» **Directions for this task**
Find each line in the material below that contains the string "flag" and copy those lines in full. Case counts.

» **Input for this task**
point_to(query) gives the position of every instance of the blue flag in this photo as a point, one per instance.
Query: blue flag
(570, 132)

==

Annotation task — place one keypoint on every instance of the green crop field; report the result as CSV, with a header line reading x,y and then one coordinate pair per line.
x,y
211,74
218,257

» **Result of the exercise**
point_to(query) gives the position of every instance of the blue flag in this photo as a point, one per instance.
Query: blue flag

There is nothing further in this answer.